• _Problem details_: Could you write out each entry exactly as it reads?

Dataset records START

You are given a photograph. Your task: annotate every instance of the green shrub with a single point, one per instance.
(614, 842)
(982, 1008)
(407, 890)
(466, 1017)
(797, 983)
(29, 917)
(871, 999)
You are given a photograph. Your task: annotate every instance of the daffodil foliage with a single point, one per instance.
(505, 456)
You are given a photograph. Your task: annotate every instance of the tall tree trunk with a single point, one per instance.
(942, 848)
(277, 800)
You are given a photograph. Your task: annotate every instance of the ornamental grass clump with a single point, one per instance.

Dataset records END

• _Result below_:
You are given a photograph. Your task: annotate every instance of the green shrub with a single point, one per instance.
(614, 842)
(982, 1008)
(407, 890)
(466, 1017)
(797, 983)
(29, 917)
(871, 999)
You are given a photograph. Your task: annotate every instance of the daffodil foliage with a single point, one per instance.
(505, 456)
You are given a photograph. Your task: annotate every instance of the tall tree trunk with a single point, one per instance.
(942, 848)
(277, 800)
You are given a photograph. Your task: annotate every instance of the ornamental grass clump with a single point, one per instance.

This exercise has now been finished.